Retype everything in the daily industry report below from "1. Limited Healthcare" down to "and medical care.".

##### PASSAGE FOR REVIEW

Daily Industry Report - February 26

Your summary of the Voluntary and Healthcare Industry’s most relevant and breaking news; brought to you by the Health & Voluntary Benefits Association®

Jake Velie, CPT
Vice Chairman & President
Health & Voluntary Benefits Association® (HVBA)
Editor-In-Chief
Daily Industry Report (DIR)

Robert S. Shestack, CCSS, CVBS, CFF
Chairman & CEO
Health & Voluntary Benefits Association® (HVBA)
Publisher
Daily Industry Report (DIR)

Trump’s State of the Union trumpets healthcare greatest hits, but no new policies

By Rebecca Pifer Parduhn – America has entered its “golden age,” President Donald Trump argued in a lengthy State of the Union address Tuesday night that glossed over the biggest achievements of the president’s second term so far but was notably light on healthcare. The economy is improving, prices are coming down, illegal immigration is under control and crime is plummeting, the president said, while lauding guests in attendance like Erika Kirk and the Olympic gold medal-winning U.S. men’s hockey team. Read Full Article...

HVBA Article Summary

  1. Limited Healthcare Focus Despite Economic Importance: During what became the longest State of the Union address on record at 1 hour and 47 minutes, healthcare received relatively limited attention, with the president spending roughly five minutes discussing the issue and introducing few new policy initiatives. This occurred even as healthcare costs rank among Americans’ top economic concerns in recent KFF polling and as Republican midterm strategy is expected to rely heavily on arguments that administration policies are lowering costs related to insurance premiums, prescription drugs, and medical care.

##########
##### PROVIDED INFORMATION

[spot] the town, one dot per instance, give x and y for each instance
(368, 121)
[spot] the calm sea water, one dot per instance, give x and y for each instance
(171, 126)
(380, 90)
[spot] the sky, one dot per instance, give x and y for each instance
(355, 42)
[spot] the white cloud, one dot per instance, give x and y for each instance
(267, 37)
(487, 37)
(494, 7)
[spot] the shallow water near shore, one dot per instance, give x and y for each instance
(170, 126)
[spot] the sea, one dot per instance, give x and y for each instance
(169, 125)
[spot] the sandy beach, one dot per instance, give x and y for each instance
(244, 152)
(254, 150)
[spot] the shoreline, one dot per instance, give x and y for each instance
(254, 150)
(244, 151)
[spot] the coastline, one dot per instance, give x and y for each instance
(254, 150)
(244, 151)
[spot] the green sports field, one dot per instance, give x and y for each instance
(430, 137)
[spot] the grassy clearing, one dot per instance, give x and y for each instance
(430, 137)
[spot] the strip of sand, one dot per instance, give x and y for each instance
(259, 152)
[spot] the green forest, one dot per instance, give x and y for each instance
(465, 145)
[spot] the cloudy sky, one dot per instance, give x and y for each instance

##########
##### PROVIDED INFORMATION

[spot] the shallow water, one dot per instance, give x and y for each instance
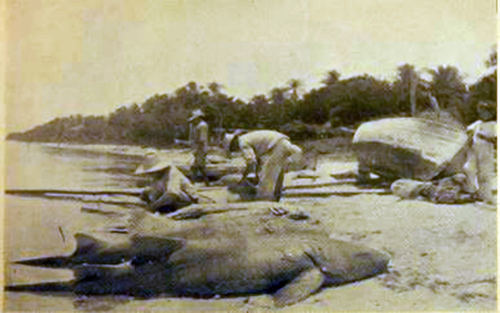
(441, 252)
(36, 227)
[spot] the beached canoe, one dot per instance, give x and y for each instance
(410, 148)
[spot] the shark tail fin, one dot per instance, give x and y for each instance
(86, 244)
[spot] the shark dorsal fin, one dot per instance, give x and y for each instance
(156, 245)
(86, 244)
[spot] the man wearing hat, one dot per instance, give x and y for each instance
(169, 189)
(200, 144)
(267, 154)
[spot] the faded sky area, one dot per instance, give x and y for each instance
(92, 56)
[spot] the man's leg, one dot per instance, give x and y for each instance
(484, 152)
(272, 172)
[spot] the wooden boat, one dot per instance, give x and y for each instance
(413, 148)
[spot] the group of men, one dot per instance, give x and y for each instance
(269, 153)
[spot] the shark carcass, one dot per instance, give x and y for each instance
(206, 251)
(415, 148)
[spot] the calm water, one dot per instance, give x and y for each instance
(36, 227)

##########
##### PROVIDED INFORMATION

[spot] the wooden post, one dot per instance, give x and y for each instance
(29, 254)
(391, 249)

##########

ANSWER TO THE EXERCISE:
1. Limited Healthcare Focus Despite Economic Importance: During what became the longest State of the Union address on record at 1 hour and 47 minutes, healthcare received relatively limited attention, with the president spending roughly five minutes discussing the issue and introducing few new policy initiatives. This occurred even as healthcare costs rank among Americans’ top economic concerns in recent KFF polling and as Republican midterm strategy is expected to rely heavily on arguments that administration policies are lowering costs related to insurance premiums, prescription drugs, and medical care.